Part of a data file:
= = =

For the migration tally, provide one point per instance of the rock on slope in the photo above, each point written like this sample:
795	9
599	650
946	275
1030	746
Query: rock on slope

= = =

Copy out the records above line for line, changing nothing.

Solution to the problem:
For the migration tally, provide one point per instance of the rock on slope in the photo above, each point written like this sample:
795	9
599	650
946	275
1030	746
Query: rock on slope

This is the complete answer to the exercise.